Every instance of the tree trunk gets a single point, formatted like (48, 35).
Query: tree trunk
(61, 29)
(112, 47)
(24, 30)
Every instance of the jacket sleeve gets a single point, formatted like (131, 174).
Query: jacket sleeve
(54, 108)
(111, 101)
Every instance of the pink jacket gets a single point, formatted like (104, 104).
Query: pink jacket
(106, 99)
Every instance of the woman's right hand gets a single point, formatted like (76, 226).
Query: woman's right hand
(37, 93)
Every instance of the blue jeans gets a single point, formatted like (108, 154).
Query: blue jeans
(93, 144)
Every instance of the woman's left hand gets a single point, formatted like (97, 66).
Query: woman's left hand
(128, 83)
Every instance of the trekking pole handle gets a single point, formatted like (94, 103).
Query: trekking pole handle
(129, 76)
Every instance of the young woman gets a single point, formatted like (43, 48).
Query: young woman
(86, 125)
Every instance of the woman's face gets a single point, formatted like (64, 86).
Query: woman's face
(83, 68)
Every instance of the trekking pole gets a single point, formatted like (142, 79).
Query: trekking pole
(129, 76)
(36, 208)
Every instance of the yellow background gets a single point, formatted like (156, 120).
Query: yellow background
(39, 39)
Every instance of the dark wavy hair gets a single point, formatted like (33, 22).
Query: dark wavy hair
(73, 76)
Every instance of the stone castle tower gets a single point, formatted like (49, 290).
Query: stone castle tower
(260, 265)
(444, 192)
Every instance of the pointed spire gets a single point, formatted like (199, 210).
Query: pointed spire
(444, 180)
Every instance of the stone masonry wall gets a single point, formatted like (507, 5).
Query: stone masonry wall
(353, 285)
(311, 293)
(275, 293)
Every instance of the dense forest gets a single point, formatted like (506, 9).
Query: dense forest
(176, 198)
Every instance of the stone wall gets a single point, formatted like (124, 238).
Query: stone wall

■ ■ ■ ■ ■

Could you output each line above exactly as it was given?

- _Response box_
Every instance of the tree trunk gets a single point, formatted like (48, 35).
Query: tree trunk
(61, 29)
(112, 47)
(24, 30)
Every instance of the jacket sleeve gets a single point, formatted like (131, 174).
Query: jacket sleeve
(54, 108)
(111, 101)
Every instance of the pink jacket gets a single point, formatted like (104, 104).
Query: pink jacket
(106, 99)
Every instance of the woman's right hand gets a single point, formatted like (76, 226).
Query: woman's right hand
(37, 93)
Every instance of the blue jeans gets a single point, formatted like (108, 154).
Query: blue jeans
(93, 144)
Every instance of the woman's left hand gets a single point, formatted like (97, 66).
Query: woman's left hand
(128, 83)
Every instance of the trekking pole handle gets a single point, formatted like (94, 103).
Query: trekking pole handle
(129, 76)
Every instance of the young woman gets a single point, formatted like (43, 48).
Query: young woman
(86, 125)
Every instance of the woman's face gets a single point, formatted like (64, 86).
Query: woman's face
(83, 68)
Every instance of the trekking pole gets a single point, formatted like (142, 79).
Query: trekking pole
(129, 76)
(36, 208)
Every instance of the yellow background gets a single point, formatted like (156, 120).
Query: yellow background
(39, 39)
Every instance of the dark wavy hair gets a single point, formatted like (33, 22).
Query: dark wavy hair
(73, 76)
Every instance of the stone castle tower gets a single point, formatted like (49, 290).
Query: stone castle tower
(260, 265)
(444, 192)
Every instance of the pointed spire gets a single point, formatted like (199, 210).
Query: pointed spire
(444, 180)
Every instance of the stone masonry wall gets a single point, formatted like (507, 5).
Query: stone masonry wall
(353, 285)
(311, 293)
(275, 293)
Every instance of the dense forest gets a single point, formatted like (506, 9).
Query: dense forest
(176, 198)
Every instance of the stone wall gets a single point, formatted like (124, 238).
Query: stone wall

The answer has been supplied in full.